> [TUGAS LATIHAN]:
a. Cetak bagian teks tentang membaca Al-Fatihah dalam shalat berjamaah, mulai dari "Hadits-hadits Tentang" dan berlanjut sampai "Azan/714; Tirmidzi 247)".
b. Lanjutkan teks tentang membaca Al-Fatihah dalam shalat berjamaah, dimulai setelah kalimat terakhir yang tertera.

MEMBACA FATIHAH DALAM
SHALAT BERJAMA’AH
Oleh : Masnun Tholab
www.masnuntholab.blogspot.com
Segala Puji bagi
Allah, Tuhan seru sekalian alam.
Shalawat dan salam
semoga Allah limpahkan kepada Nabi Muhammad Shallallahu ‘alaihi wasallam
beserta keluarga dan para sahabatnya.
Terdapat
perbedaan pendapat di kalangan ulama dan umat islam apakah dalam shalat
berjamaah, makmum harus membaca Al-Fatihah atau tidak. Sebagian ulama berpendapat
makmum wajib membaca surat Al-Fatihah, sebagian lagi berpendapat tidak wajib.
Hadits-hadits Tentang
Perintah Membaca Al-Fatihah
Dari Ubadah bin Shamit, Nabi Shallallahu ‘alaihi wasallam bersabda :
لَا
صَلَاةَ لِمَنْ لَمْ يَقْرَأْ بِفَاتِحَةِ الْكِتَابِ
“Tidak (sah) shalat bagi seseorang yang tidak
membaca Fatihatul Kitab (Al-Fatihah)." (HR.Bukhari,
Azan/714; Tirmidzi 247)
Dari Abu Hurairah RA :
أن رسول
اللّه صلى الله عليه وسلم انصرف مِنْ صَلَاةٍ جَهَرَ فِيْهَا بِالْقِرَاءَةِ فَقَالَ
"هَلْ قَرَأَ مَعِيْ أَحَدٌ مِنْكُمْ آنِفاً"؟ فَقَالَ رَجُلٌ: نَعَمْ
يارسول اللّه، قال: "إِنِّي أَقُوْلَ مَا لِيْ أُنَازِعُ الْقُرْآنَ"؟
قال: فَانْتَهَى النَّاسَ عَنِ الْقِرَاءَةِ مَعَ رسول اللّه صلى الله عليه وسلم فِيْمَا
جَهَرَ فِيْهِ النبي صلى الله عليه وسلم بالْقِرَاءَةِ مِنَ الصَّلَوَاتِ حِيْنَ سَمِعُوْا
ذَلِكَ مِنْ رسول اللّه صلى الله عليه وسلم
Sesungguhnya Rasulullah
shallallahu 'alaihi wa sallam sesudah mendirikan sholat yang beliau keraskan
bacaanya dalam sholat itu, beliau bertanya: "Apakah ada seseorang diantara
kamu yang membaca bersamaku tadi?" Maka seorang laki-laki menjawab, "Ya
ada, wahai Rasulullah." Kemudian beliau berkata, "Sungguh aku
katakan: Mengapakah (bacaan)ku ditentang dengan Al-Qur-an (juga)." Berkata
Abu Hurairah, kemudian berhentilah orang-orang dari membaca bersama Rasulullah
shallallahu 'alaihi wa sallam pada sholat-sholat yang Rasulullah keraskan
bacaannya, ketika mereka sudah mendengar (larangan) yang demikian itu dari Nabi
shallallahu 'alaihi wa sallam. (HR. Abu Dawud 826, Imam
Tirmidzi mengatakan hadits ini hasan).

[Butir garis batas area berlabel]
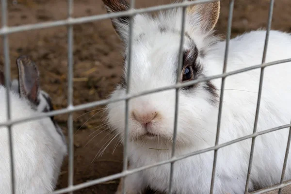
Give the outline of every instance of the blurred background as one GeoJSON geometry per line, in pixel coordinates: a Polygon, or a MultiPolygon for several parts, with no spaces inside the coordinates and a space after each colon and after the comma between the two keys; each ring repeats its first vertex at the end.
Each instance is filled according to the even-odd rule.
{"type": "MultiPolygon", "coordinates": [[[[8,1],[9,26],[56,21],[67,17],[67,0],[8,1]]],[[[173,1],[136,0],[136,7],[173,1]]],[[[229,0],[222,0],[221,3],[217,33],[225,37],[229,0]]],[[[251,30],[265,28],[269,5],[269,0],[236,0],[232,37],[251,30]]],[[[275,1],[272,29],[291,32],[290,10],[291,1],[289,0],[275,1]]],[[[74,17],[105,13],[101,0],[74,0],[74,17]]],[[[23,54],[31,56],[38,65],[41,86],[52,97],[55,108],[65,108],[67,93],[66,27],[20,32],[11,34],[9,38],[12,77],[17,76],[15,63],[17,57],[23,54]]],[[[3,69],[2,39],[0,39],[0,69],[3,69]]],[[[122,68],[123,47],[110,19],[74,25],[73,50],[74,104],[105,99],[120,81],[122,68]]],[[[107,146],[113,134],[107,130],[107,126],[103,122],[105,117],[103,108],[96,107],[74,113],[74,184],[112,175],[122,170],[123,146],[116,139],[107,146]]],[[[66,136],[67,115],[59,115],[56,119],[66,136]]],[[[67,164],[66,159],[57,189],[67,185],[67,164]]],[[[119,180],[114,180],[74,193],[113,194],[118,182],[119,180]]]]}

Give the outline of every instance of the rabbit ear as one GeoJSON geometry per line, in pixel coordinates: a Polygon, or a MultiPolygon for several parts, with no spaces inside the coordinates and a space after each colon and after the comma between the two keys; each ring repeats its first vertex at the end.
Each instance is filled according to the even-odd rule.
{"type": "Polygon", "coordinates": [[[20,97],[37,105],[39,89],[39,72],[37,67],[29,57],[25,55],[18,57],[16,64],[20,97]]]}
{"type": "Polygon", "coordinates": [[[4,74],[0,70],[0,85],[5,85],[5,77],[4,74]]]}
{"type": "MultiPolygon", "coordinates": [[[[108,13],[126,11],[129,9],[129,5],[125,0],[102,0],[108,13]]],[[[128,28],[129,25],[129,17],[124,16],[111,18],[115,32],[120,38],[126,41],[128,28]]]]}
{"type": "Polygon", "coordinates": [[[214,28],[219,17],[220,11],[220,2],[219,0],[194,5],[187,9],[187,14],[190,21],[191,18],[193,18],[193,21],[198,18],[198,22],[202,30],[206,32],[214,28]]]}

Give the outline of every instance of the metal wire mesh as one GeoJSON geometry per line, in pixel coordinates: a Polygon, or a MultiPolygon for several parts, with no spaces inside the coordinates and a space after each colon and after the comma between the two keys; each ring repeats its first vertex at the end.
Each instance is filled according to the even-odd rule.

> [HASIL LATIHAN]:
a.
Hadits-hadits Tentang
Perintah Membaca Al-Fatihah
Dari Ubadah bin Shamit, Nabi Shallallahu ‘alaihi wasallam bersabda :
لَا
صَلَاةَ لِمَنْ لَمْ يَقْرَأْ بِفَاتِحَةِ الْكِتَابِ
“Tidak (sah) shalat bagi seseorang yang tidak
membaca Fatihatul Kitab (Al-Fatihah)." (HR.Bukhari,
Azan/714; Tirmidzi 247)

b.
Dari Ubadah bin Shamit :
صَلَّى بِنَا رسول الله صَلَاةَ الْغَدَاةِ
فَثَقُلَتْ عَلَيْهِ الْقِرَاءَةُ.
فَلَمَّا انْصَرَفَ قال: إِنِّي لِأَرَاكُمْ تَقْرَءُوْنَ وَرَاءَ الْإِمَامِ،
قُلْنَا: نَعَمْ، قَالَ: فَلَا تَفْعَلُوْا إِلَّا بِأُمِّ الْقُرْآنِ
“Kami pernah melakukan sholat bersama
Rasulullah shallallahu 'alaihi wa sallam
pada sholat Shubuh. Beliau merasa berat untuk membaca
(Alqur’an/Al-Fatihah). Setelah berpaling (selesai sholat), beliau saw.
bersabda: ‘Sesungguhnya aku melihat kaum sekalian (mengetahuimu),
(apakah) kamu membaca dibelakang imam kalian?’.Kami menjawab; ‘Ya’.
Beliau saw. bersabda; ’Jangan kalian lakukan kecuali dengan (membaca) Ummu Al-Kitab (Al-Fatihah),
karena
tidak ada sholat (yang sah) bagi orang yang tidak membacanya’”. (HR.Imam
Ahmad , Abu Dawud , Imam Tirmidzi )
Dari Jabir, dari Nabi Shallallahu
‘alaihi wasallam :
مَنْ
كَانَ لَهُ إِمَامً فَقَرَاءَةُ الْإِمَامَ لَهُ قَرَاءَ ةٌ
"Siapa mengikuti imam (dalam shalat), maka
bacaan imam adalah bacaan baginya." (HR. Ibnu Majah)
Catatan : Imam Ash-Shan’ani
dalam kitab Subulussalam mengatakan : Hadits tersebut adalah
hadits mursal (terputus), sehingga ia tidak bisa digunakan sebagi dalil. [Subulussalam
1, hal. 455]
Hadits
yang menurut Ahmad Shahih :
وَإِذَا
قَرَأَالْإِمَامُ فَأَنْصِتُوا
“Kalau (imam) membaca, maka kalian hendaknya
diam”. (HR. Ahmad).
Ibnu Rusyd dalam kitab Bidayatul Mujtahid berkata :
Di
dalam menjamak beberapa hadits di atas, kalangan fuqaha saling berbeda.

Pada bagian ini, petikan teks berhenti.